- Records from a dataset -
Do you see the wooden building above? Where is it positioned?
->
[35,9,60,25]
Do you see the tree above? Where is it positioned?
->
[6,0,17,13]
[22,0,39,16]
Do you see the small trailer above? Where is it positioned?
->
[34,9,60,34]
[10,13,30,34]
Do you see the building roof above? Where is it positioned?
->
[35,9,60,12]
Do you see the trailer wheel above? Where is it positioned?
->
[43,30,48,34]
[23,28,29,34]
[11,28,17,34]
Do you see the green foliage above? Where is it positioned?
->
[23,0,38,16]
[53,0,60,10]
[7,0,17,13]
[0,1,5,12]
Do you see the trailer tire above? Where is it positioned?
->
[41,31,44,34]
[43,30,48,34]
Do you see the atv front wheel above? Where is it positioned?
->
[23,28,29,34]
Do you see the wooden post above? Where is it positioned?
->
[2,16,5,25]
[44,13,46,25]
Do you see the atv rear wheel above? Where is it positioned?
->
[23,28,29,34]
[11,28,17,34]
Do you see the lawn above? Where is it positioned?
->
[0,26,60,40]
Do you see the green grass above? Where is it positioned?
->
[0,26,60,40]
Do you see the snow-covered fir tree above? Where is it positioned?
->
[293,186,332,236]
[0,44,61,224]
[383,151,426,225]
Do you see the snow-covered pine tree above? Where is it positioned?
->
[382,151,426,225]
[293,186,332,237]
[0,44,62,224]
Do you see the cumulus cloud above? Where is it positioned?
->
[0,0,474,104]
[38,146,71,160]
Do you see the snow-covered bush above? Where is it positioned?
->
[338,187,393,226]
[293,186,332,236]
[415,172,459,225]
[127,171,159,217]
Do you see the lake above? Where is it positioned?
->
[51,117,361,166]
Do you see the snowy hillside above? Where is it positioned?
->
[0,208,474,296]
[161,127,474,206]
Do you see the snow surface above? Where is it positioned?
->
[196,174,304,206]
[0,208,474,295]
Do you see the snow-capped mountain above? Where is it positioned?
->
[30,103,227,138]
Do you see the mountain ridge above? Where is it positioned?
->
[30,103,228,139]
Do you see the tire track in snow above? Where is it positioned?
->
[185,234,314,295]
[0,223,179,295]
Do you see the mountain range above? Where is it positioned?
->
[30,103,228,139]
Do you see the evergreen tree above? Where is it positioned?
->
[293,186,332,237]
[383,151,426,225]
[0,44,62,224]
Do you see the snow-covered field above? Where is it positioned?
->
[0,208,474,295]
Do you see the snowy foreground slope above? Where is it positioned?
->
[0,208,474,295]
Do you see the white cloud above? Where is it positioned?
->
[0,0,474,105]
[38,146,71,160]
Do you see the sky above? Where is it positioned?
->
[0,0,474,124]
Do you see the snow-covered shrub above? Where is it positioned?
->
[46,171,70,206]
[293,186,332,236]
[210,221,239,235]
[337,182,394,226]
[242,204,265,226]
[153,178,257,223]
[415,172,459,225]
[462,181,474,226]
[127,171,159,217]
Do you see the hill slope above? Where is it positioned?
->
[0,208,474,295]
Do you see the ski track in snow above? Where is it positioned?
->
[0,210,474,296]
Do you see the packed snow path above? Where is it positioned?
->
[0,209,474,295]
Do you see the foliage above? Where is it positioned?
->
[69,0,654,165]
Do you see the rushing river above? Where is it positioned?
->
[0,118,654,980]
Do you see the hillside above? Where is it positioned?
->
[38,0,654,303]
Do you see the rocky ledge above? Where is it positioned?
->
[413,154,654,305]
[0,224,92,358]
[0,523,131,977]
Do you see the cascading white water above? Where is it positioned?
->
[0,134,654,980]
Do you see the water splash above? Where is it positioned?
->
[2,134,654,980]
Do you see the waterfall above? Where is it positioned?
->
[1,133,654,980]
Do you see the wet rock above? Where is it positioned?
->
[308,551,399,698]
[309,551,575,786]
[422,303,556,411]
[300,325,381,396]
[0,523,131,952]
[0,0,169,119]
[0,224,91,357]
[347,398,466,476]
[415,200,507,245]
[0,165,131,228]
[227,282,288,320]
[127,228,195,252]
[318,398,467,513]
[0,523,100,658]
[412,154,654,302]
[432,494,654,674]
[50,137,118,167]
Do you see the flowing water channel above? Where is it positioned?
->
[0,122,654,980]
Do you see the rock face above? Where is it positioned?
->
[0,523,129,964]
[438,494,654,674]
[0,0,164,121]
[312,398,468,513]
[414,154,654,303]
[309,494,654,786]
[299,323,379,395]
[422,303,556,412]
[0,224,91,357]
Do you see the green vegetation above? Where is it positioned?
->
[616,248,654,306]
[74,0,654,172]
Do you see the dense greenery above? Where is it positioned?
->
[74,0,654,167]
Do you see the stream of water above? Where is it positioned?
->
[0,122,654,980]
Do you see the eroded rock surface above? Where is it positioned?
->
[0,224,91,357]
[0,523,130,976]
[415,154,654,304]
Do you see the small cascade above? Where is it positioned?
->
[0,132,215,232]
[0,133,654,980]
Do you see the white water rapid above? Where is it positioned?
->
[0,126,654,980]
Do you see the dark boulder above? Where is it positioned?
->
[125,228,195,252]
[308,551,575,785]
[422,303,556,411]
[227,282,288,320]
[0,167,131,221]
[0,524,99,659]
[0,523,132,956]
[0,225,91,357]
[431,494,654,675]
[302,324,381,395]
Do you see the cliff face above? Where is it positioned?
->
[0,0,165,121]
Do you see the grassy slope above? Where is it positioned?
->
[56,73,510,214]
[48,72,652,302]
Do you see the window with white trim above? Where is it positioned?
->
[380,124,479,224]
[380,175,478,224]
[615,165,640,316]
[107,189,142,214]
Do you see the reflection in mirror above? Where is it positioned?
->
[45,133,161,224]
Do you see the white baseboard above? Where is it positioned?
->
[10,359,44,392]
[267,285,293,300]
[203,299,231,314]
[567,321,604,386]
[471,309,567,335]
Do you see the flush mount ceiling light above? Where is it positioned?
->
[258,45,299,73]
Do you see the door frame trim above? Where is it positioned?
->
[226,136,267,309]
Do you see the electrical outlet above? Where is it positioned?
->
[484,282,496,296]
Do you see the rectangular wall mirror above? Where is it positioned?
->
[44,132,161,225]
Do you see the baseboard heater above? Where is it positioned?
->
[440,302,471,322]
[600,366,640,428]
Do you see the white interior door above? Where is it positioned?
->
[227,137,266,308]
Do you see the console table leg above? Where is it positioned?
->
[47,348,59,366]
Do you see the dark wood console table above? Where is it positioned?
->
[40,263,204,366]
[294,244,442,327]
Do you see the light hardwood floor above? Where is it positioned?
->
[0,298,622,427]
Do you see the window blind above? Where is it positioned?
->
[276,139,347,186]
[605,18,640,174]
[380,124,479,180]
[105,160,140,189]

- Directive -
Quote all of the lines in the material above verbatim.

- Result -
Do you see the wooden building above? Where is it positioned?
->
[35,9,60,25]
Do you see the tree above? Where is it positioned?
->
[6,0,17,13]
[22,0,39,16]
Do you see the small trailer above? Where is it positioned?
->
[34,9,60,34]
[10,13,30,34]
Do you see the building roof above? Where is it positioned?
->
[35,9,60,12]
Do you see the trailer wheel above? Where is it positioned?
->
[43,30,48,34]
[23,28,29,34]
[11,28,17,34]
Do you see the green foliage above? Where is it positioned?
->
[23,0,38,16]
[53,0,60,10]
[7,0,17,13]
[0,1,5,12]
Do you see the trailer tire above? Where is it positioned?
->
[41,31,44,34]
[43,30,48,34]
Do you see the atv front wheel above? Where is it positioned?
->
[23,28,29,34]
Do you see the wooden post above? Where is it positioned?
->
[2,16,5,25]
[44,13,46,25]
Do you see the atv rear wheel above? Where is it positioned?
->
[23,28,29,34]
[11,28,17,34]
Do you see the lawn above? Where is it positioned?
->
[0,26,60,40]
Do you see the green grass above? Where is it positioned?
->
[0,26,60,40]
Do you see the snow-covered fir tree above? Where is it positioned?
->
[293,186,332,236]
[0,44,61,224]
[383,151,426,225]
Do you see the snow-covered pine tree above? Where is it positioned?
->
[382,151,426,225]
[293,186,332,237]
[0,44,62,224]
Do you see the cumulus cloud above? Where is it positioned?
->
[0,0,474,104]
[38,146,71,160]
Do you see the snow-covered bush above? Where is it positioned?
->
[338,187,393,226]
[293,186,332,236]
[415,172,459,225]
[127,171,159,217]
Do you see the lake above? Where is it positioned?
->
[51,117,361,166]
Do you see the snowy hillside above? Where is it positioned?
->
[0,208,474,296]
[161,127,474,206]
Do you see the snow surface above? Where is it positioned?
->
[196,174,304,206]
[0,208,474,295]
Do you see the snow-capped mountain above? Where is it positioned?
->
[30,103,227,138]
Do you see the mountain ridge above? Where is it positioned?
->
[30,103,228,139]
Do you see the tire track in snow above? Where is it positioned?
->
[185,234,314,295]
[0,223,179,295]
Do you see the mountain range above? Where is it positioned?
->
[30,103,228,139]
Do you see the evergreen tree above? Where is it positioned?
->
[293,186,332,237]
[383,151,426,225]
[0,44,62,224]
Do you see the snow-covered field above? Where is it positioned?
->
[0,208,474,295]
Do you see the snowy foreground slope above? Where is it positioned?
->
[0,208,474,295]
Do you see the white cloud above? Where is it positioned?
->
[0,0,474,105]
[38,146,71,160]
Do you see the sky above? Where is it positioned?
->
[0,0,474,124]
Do you see the snow-covered shrub above? Where is it positioned?
->
[46,171,70,206]
[293,186,332,236]
[210,221,239,235]
[337,182,394,226]
[242,204,265,226]
[153,178,257,223]
[415,172,459,225]
[462,181,474,226]
[127,171,159,217]
Do you see the hill slope above? Where is it positioned?
->
[0,208,474,295]
Do you see the ski track in snow above? Where is it positioned?
->
[0,210,474,296]
Do you see the packed snow path above? Where is it positioned?
->
[0,209,474,295]
Do you see the foliage above? Where is it positioned?
->
[69,0,654,165]
Do you see the rushing river above? Where is it positioned?
->
[0,118,654,980]
Do you see the hillside above? Where is it positioned?
->
[38,0,654,303]
Do you see the rocky ledge above? Where is it positioned?
->
[413,154,654,305]
[0,224,92,358]
[0,523,131,977]
Do you see the cascading white water above? Where is it positioned?
->
[0,134,654,980]
Do you see the water splash above? Where is it positioned?
->
[2,134,654,980]
Do you see the waterfall above? Where is it positioned?
->
[1,133,654,980]
Do you see the wet rock above? Where is it positioned?
->
[308,551,399,698]
[309,551,575,786]
[422,303,556,411]
[300,325,381,396]
[0,523,131,952]
[0,0,169,119]
[0,224,91,357]
[347,398,466,476]
[415,200,507,245]
[0,165,131,228]
[227,282,288,320]
[127,228,195,252]
[318,398,467,513]
[0,523,100,658]
[412,154,654,302]
[432,494,654,674]
[50,137,118,167]
Do you see the flowing water channel above? Where is it positioned?
->
[0,122,654,980]
Do you see the rock face above? Where is it positioned?
->
[0,523,129,964]
[438,494,654,674]
[0,0,164,121]
[312,398,468,513]
[414,154,654,303]
[309,494,654,786]
[299,323,379,395]
[422,303,556,412]
[0,224,91,357]
Do you see the green vegetation above? Where is it positioned?
->
[616,248,654,306]
[74,0,654,172]
Do you see the dense greenery above? Where is it positioned?
->
[74,0,654,167]
Do you see the stream of water above? Where is it positioned?
->
[0,122,654,980]
Do you see the eroded rock surface above? Where is it positioned?
->
[0,224,91,357]
[0,523,130,976]
[415,154,654,304]
Do you see the small cascade above? Where is it positioned?
->
[0,132,215,232]
[0,133,654,980]
Do you see the white water rapid above? Where is it positioned?
->
[0,126,654,980]
Do you see the dark boulder above? Where is it positioned?
->
[125,228,195,252]
[308,551,575,785]
[422,303,556,411]
[227,282,288,320]
[0,167,131,221]
[0,524,99,659]
[0,523,132,956]
[0,225,91,357]
[431,494,654,675]
[302,324,381,395]
Do you see the cliff face above? Where is it positioned?
->
[0,0,165,121]
Do you see the grassy slope above? Where is it positioned?
->
[56,73,510,214]
[48,72,652,302]
Do you see the window with white trim above? Where is it positioned?
->
[380,124,479,224]
[380,175,478,224]
[615,165,640,316]
[107,189,142,214]
Do you see the reflection in mirror above? Where is it positioned?
->
[45,133,161,224]
Do you see the white baseboard above? Where is it positioned?
->
[10,359,44,392]
[267,285,293,300]
[203,299,231,314]
[567,321,604,386]
[471,309,567,335]
Do you see the flush mount ceiling light above? Where is it positioned?
->
[258,45,299,73]
Do you see the door frame trim above? Where is it positioned?
->
[226,136,267,309]
Do you see the electrical outlet above? Where is it positioned?
->
[484,282,496,296]
Do you see the rectangular wall mirror above? Where is it positioned?
->
[44,132,161,225]
Do you see the baseboard heater above? Where is it positioned?
->
[440,302,471,322]
[600,366,640,428]
Do you see the white interior door above? Where is it positioned?
->
[227,137,266,308]
Do you see the console table leg above? Where is it positioned?
->
[47,348,59,366]
Do you see the dark wood console table above? Where is it positioned?
->
[40,263,204,366]
[294,244,442,327]
Do you see the light hardwood floor above? Where is it positioned?
->
[0,298,622,427]
Do you see the window blind above? Where is it positioned?
->
[276,139,347,186]
[605,18,640,174]
[380,124,479,180]
[105,160,140,189]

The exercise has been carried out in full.